- Directions -
Return a copy of every line in the records that includes the word "below".

[Records from a collection]
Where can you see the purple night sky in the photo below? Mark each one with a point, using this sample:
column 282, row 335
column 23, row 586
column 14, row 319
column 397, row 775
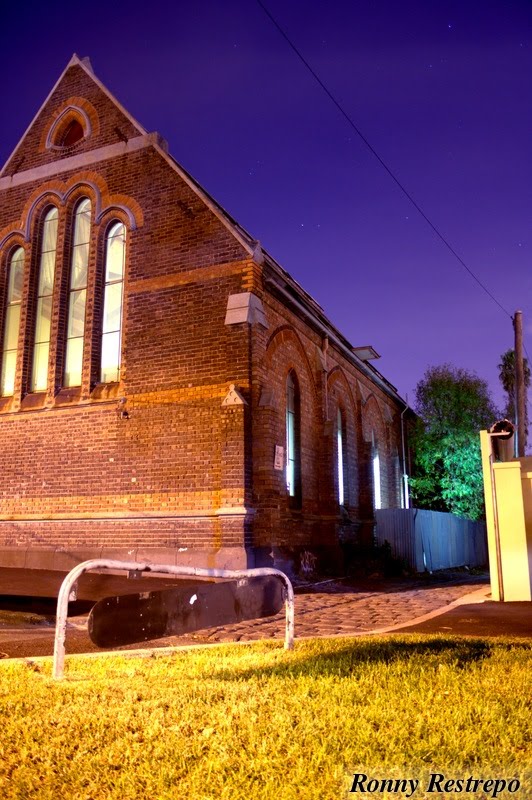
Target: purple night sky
column 441, row 89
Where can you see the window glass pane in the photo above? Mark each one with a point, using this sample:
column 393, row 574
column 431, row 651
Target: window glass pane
column 114, row 262
column 11, row 330
column 9, row 362
column 377, row 501
column 82, row 225
column 74, row 359
column 16, row 276
column 44, row 316
column 46, row 275
column 50, row 231
column 110, row 357
column 76, row 313
column 80, row 259
column 112, row 308
column 40, row 367
column 340, row 445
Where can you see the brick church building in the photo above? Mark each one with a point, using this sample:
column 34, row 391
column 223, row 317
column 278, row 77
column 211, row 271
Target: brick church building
column 167, row 391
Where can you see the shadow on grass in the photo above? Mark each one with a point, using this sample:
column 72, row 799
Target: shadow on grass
column 341, row 661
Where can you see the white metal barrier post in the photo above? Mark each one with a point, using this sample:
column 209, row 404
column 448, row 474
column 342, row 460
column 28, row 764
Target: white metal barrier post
column 69, row 586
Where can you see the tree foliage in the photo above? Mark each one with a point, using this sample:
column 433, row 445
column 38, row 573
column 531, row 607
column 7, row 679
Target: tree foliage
column 453, row 405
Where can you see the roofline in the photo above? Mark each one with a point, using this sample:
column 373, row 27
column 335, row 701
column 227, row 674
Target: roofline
column 85, row 65
column 243, row 237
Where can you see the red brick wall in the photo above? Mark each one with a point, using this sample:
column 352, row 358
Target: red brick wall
column 178, row 474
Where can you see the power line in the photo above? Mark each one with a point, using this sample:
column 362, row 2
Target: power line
column 380, row 160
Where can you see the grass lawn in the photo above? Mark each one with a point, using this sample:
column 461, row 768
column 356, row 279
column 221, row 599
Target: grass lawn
column 258, row 722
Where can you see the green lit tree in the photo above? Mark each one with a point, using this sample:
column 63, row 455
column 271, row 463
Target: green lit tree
column 453, row 405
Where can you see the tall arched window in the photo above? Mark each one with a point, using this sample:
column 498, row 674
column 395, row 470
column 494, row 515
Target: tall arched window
column 77, row 295
column 115, row 254
column 43, row 316
column 15, row 276
column 340, row 456
column 293, row 438
column 376, row 468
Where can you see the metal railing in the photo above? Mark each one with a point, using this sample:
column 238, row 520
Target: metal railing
column 67, row 592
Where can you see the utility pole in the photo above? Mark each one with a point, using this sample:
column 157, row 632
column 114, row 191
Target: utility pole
column 519, row 383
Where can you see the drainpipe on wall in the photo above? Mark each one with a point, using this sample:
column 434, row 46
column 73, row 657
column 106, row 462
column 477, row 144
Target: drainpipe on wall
column 406, row 495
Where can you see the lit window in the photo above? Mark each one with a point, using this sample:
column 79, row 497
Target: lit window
column 340, row 457
column 115, row 252
column 77, row 296
column 377, row 501
column 43, row 316
column 11, row 326
column 293, row 449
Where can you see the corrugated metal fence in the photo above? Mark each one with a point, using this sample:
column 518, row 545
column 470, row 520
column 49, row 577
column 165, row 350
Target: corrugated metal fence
column 430, row 540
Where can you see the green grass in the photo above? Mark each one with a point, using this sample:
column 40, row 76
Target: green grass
column 258, row 722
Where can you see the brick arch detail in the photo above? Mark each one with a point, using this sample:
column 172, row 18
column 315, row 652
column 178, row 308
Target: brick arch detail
column 372, row 409
column 337, row 375
column 285, row 334
column 91, row 183
column 77, row 108
column 10, row 238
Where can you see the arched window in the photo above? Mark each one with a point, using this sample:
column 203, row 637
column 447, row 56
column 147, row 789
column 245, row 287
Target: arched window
column 77, row 294
column 293, row 438
column 15, row 276
column 115, row 255
column 72, row 134
column 43, row 316
column 376, row 468
column 340, row 456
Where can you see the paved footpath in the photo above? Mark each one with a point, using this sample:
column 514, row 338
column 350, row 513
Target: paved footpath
column 336, row 610
column 332, row 608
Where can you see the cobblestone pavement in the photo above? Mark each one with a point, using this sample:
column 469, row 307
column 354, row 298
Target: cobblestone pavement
column 341, row 610
column 329, row 609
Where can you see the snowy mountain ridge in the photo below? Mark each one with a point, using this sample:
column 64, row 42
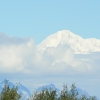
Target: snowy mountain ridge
column 77, row 43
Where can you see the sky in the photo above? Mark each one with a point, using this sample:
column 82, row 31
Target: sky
column 24, row 24
column 38, row 19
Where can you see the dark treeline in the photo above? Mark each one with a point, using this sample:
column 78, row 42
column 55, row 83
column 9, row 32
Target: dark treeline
column 8, row 93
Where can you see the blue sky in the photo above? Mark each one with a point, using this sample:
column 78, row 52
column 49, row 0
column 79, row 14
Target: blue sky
column 38, row 19
column 20, row 61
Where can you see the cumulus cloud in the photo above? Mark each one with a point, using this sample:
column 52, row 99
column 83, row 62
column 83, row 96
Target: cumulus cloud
column 21, row 55
column 21, row 60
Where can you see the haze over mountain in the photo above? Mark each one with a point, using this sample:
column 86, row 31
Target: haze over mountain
column 77, row 43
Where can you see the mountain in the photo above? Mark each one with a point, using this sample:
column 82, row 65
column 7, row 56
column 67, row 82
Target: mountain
column 77, row 43
column 21, row 89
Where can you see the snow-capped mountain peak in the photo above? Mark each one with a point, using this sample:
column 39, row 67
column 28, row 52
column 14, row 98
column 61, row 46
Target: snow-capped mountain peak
column 77, row 43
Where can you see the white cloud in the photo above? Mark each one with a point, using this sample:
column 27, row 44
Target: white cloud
column 20, row 60
column 21, row 55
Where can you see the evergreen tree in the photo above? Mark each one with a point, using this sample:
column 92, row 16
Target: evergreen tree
column 8, row 93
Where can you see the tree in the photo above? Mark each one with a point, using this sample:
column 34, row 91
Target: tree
column 8, row 93
column 45, row 94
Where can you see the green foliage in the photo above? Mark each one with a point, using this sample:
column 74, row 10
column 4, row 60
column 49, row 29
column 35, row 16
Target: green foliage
column 50, row 94
column 45, row 94
column 8, row 93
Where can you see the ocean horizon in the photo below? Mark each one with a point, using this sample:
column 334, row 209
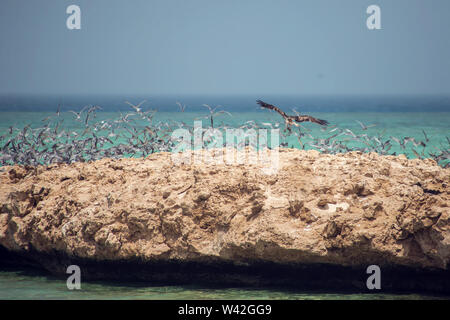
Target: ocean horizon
column 232, row 103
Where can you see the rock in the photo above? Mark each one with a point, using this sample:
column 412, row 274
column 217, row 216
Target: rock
column 233, row 214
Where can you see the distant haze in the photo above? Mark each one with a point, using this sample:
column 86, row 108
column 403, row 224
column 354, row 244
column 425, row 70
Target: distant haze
column 212, row 47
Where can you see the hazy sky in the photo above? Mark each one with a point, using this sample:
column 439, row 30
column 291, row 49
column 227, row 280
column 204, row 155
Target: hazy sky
column 225, row 47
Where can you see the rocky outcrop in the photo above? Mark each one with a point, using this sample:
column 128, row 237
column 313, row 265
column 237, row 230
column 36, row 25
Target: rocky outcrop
column 347, row 210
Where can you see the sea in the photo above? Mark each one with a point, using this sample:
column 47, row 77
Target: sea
column 386, row 116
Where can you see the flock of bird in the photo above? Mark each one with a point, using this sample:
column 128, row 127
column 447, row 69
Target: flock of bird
column 138, row 134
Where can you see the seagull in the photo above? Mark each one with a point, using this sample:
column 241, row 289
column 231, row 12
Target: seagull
column 364, row 127
column 136, row 107
column 292, row 120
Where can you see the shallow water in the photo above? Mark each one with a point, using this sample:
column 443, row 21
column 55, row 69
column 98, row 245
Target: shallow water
column 19, row 285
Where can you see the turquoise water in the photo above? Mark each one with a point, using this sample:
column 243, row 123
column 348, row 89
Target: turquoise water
column 16, row 285
column 387, row 124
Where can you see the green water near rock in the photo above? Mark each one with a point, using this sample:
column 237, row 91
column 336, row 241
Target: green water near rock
column 17, row 285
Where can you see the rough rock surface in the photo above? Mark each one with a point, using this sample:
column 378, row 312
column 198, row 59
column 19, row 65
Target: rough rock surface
column 346, row 209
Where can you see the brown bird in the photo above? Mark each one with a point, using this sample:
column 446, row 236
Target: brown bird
column 291, row 120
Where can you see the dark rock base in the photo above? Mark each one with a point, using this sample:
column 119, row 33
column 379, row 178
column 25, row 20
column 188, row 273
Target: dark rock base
column 316, row 277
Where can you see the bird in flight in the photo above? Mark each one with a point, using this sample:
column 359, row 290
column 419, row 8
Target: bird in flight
column 292, row 120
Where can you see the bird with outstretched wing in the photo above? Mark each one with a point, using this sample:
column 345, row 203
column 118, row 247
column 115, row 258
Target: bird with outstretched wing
column 292, row 120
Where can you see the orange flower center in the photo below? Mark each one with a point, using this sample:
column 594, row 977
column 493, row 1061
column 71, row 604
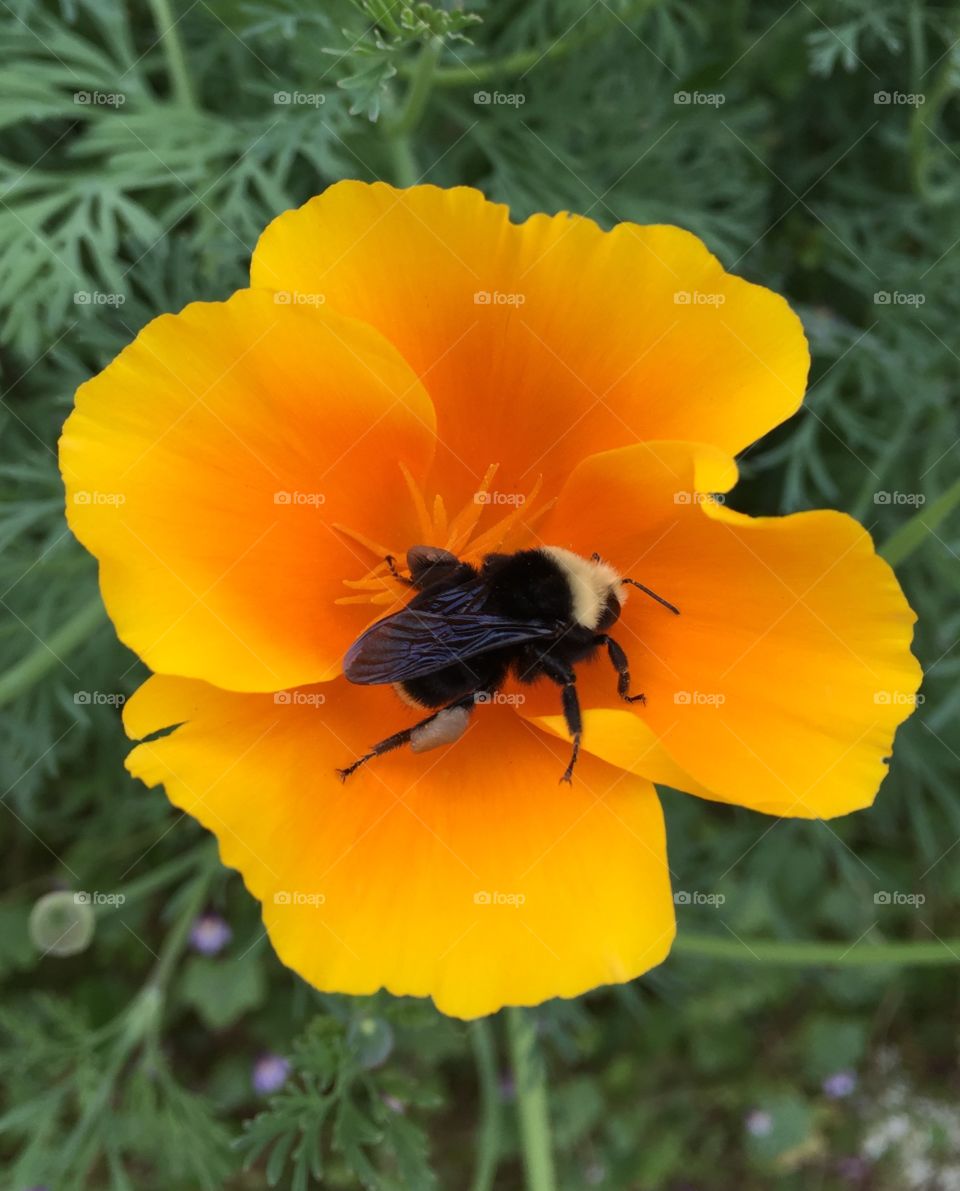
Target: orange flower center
column 461, row 535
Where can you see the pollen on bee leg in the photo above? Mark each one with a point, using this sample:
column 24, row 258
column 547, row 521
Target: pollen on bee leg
column 444, row 728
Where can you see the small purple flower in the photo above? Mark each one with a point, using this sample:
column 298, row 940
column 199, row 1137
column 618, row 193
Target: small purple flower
column 270, row 1072
column 840, row 1084
column 210, row 934
column 759, row 1123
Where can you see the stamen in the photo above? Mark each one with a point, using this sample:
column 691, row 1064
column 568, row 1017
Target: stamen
column 456, row 535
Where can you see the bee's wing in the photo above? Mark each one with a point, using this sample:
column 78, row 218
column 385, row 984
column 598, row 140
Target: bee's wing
column 422, row 640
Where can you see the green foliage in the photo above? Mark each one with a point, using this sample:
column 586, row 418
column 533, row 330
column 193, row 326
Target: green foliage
column 142, row 151
column 343, row 1103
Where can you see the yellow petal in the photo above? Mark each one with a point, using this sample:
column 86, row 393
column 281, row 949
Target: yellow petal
column 469, row 873
column 543, row 342
column 781, row 683
column 206, row 467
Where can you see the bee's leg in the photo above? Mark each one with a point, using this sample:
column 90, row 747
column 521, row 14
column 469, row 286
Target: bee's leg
column 392, row 567
column 622, row 666
column 566, row 680
column 407, row 734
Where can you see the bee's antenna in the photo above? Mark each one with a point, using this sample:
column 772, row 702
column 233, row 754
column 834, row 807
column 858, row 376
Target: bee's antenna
column 653, row 596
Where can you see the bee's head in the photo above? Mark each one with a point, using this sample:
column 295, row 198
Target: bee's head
column 596, row 590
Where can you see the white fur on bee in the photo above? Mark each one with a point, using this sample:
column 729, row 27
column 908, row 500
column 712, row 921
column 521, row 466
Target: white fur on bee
column 444, row 728
column 591, row 584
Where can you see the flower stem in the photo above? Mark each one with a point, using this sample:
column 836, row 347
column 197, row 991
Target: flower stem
column 531, row 1101
column 20, row 677
column 523, row 61
column 176, row 63
column 488, row 1146
column 399, row 128
column 920, row 527
column 802, row 954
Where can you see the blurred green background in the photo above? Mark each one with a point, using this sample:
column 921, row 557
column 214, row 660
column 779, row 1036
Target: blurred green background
column 814, row 147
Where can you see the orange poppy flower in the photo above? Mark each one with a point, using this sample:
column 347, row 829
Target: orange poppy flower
column 411, row 367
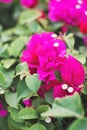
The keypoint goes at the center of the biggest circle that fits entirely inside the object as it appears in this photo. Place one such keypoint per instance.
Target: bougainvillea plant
(43, 65)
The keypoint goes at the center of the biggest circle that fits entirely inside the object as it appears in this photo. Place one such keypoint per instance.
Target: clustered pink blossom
(5, 1)
(73, 12)
(27, 102)
(46, 55)
(3, 112)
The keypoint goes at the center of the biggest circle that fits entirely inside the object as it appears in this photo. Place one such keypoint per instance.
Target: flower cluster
(25, 3)
(74, 12)
(29, 3)
(5, 1)
(46, 55)
(3, 113)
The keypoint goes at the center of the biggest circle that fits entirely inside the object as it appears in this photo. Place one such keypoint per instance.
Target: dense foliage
(43, 65)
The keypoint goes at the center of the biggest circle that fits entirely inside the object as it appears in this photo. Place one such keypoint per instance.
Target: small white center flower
(86, 12)
(56, 44)
(64, 86)
(70, 89)
(48, 120)
(78, 6)
(53, 35)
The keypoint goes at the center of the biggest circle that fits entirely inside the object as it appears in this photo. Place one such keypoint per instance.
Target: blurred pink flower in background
(85, 40)
(6, 1)
(72, 12)
(27, 102)
(73, 76)
(29, 3)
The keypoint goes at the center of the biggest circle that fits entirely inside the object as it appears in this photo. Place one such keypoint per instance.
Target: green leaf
(28, 113)
(80, 124)
(14, 125)
(6, 77)
(80, 58)
(8, 63)
(29, 16)
(49, 97)
(27, 126)
(14, 114)
(2, 79)
(3, 124)
(37, 126)
(33, 82)
(4, 51)
(11, 99)
(17, 46)
(22, 68)
(83, 50)
(22, 90)
(42, 108)
(69, 106)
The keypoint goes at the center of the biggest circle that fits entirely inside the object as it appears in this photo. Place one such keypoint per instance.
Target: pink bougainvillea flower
(72, 71)
(43, 15)
(83, 27)
(29, 3)
(73, 12)
(73, 75)
(63, 90)
(3, 112)
(45, 53)
(85, 40)
(47, 87)
(27, 102)
(6, 1)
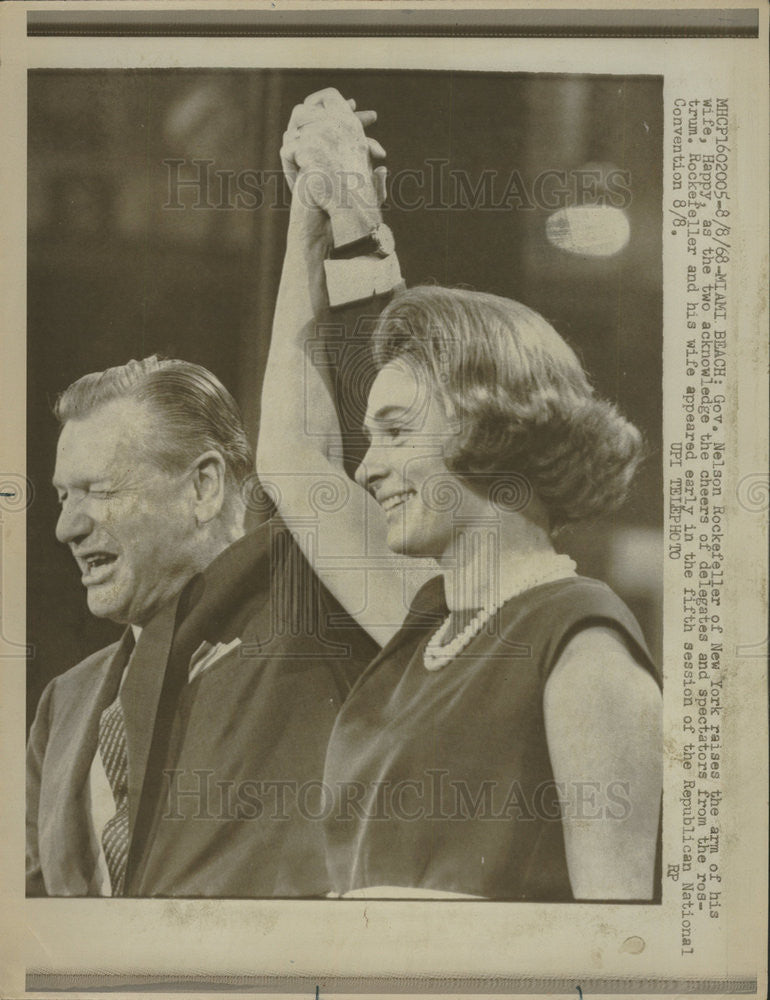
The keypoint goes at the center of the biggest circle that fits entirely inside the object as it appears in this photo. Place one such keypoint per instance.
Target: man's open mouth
(396, 500)
(96, 566)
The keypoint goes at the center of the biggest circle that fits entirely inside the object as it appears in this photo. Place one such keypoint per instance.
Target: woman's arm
(604, 730)
(299, 454)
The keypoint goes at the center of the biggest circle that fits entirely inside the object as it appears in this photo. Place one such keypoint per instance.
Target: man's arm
(38, 739)
(300, 450)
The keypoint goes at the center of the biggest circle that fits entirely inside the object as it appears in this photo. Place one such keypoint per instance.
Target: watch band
(360, 278)
(378, 242)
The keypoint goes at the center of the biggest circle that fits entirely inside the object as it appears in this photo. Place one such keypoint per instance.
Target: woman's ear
(208, 478)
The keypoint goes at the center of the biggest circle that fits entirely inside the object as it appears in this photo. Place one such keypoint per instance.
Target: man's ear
(208, 477)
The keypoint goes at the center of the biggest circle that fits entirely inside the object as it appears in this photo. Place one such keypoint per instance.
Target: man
(185, 759)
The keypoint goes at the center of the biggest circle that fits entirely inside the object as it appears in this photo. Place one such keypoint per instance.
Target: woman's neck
(487, 563)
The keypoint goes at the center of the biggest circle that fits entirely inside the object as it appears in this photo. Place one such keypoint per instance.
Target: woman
(505, 743)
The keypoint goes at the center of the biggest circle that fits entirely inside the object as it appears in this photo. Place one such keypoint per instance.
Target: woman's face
(404, 468)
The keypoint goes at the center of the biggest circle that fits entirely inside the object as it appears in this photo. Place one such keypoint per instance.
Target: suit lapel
(140, 697)
(67, 823)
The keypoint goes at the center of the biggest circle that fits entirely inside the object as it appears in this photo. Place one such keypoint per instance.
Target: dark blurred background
(125, 261)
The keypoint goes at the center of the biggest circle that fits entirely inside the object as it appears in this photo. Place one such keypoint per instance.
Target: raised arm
(335, 200)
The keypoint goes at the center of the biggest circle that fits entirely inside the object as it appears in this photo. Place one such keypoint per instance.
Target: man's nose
(73, 524)
(372, 468)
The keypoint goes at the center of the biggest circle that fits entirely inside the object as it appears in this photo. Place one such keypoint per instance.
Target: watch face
(385, 240)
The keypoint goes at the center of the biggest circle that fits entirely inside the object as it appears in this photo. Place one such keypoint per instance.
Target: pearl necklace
(548, 568)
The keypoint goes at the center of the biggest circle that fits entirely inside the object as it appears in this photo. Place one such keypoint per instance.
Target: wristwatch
(378, 242)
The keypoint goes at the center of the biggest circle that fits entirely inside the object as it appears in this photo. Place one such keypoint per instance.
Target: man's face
(130, 525)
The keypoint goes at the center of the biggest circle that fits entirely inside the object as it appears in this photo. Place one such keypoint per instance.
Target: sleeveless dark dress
(442, 781)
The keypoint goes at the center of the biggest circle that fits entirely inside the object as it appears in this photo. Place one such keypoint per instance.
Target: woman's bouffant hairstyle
(195, 412)
(522, 403)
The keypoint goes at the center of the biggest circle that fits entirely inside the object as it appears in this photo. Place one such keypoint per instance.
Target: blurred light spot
(589, 230)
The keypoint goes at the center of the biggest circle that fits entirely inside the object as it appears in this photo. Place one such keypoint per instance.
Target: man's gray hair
(195, 412)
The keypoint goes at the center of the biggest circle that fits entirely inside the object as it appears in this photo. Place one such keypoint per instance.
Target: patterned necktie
(112, 747)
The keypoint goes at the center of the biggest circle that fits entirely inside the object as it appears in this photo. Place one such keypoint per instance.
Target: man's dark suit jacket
(225, 796)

- Result -
Where can you see the purple night sky in the photo below? Mark each one with a point, using this sample:
Where can you see the snowy mountain ridge in the photo below? Mark each one with a point, using this sample:
Where can you see the ocean horizon in the photo below? Mark each one with a point, using this sample:
Where can you see the orange flower center in the photo below? Mark each one with a point, using this sample:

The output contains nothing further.